In the lines from the first one through the one containing "Outline every instance", inclusive, swap "marble" for "granite" and give those lines back with nothing else changed.

ROWS:
---
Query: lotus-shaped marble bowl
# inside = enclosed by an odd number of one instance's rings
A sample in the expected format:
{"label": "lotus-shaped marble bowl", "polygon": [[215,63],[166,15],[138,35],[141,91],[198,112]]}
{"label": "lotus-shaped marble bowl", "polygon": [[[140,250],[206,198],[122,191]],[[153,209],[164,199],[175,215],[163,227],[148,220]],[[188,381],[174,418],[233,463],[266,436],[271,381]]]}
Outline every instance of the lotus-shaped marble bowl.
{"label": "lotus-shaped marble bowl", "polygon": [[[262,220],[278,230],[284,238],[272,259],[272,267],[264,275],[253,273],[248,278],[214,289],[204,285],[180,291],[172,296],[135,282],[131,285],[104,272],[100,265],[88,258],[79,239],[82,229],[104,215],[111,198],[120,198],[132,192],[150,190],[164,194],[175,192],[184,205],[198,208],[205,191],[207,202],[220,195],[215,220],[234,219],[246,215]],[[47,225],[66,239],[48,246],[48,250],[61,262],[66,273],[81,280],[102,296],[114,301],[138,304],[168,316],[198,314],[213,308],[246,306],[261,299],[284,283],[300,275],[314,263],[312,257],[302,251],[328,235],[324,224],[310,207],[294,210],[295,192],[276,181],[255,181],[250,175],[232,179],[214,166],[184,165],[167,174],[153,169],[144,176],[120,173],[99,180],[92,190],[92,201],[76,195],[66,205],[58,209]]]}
---
THE COMPLETED TASK:
Query: lotus-shaped granite bowl
# inside = enclosed by an odd number of one instance's rings
A sample in the expected format:
{"label": "lotus-shaped granite bowl", "polygon": [[215,63],[166,15],[138,35],[141,91],[198,112]]}
{"label": "lotus-shaped granite bowl", "polygon": [[[140,250],[206,198],[122,191]],[[153,209],[164,199],[175,215],[163,227],[148,220]],[[188,381],[174,418],[233,463],[266,436],[271,381]]]}
Outline every instance of the lotus-shaped granite bowl.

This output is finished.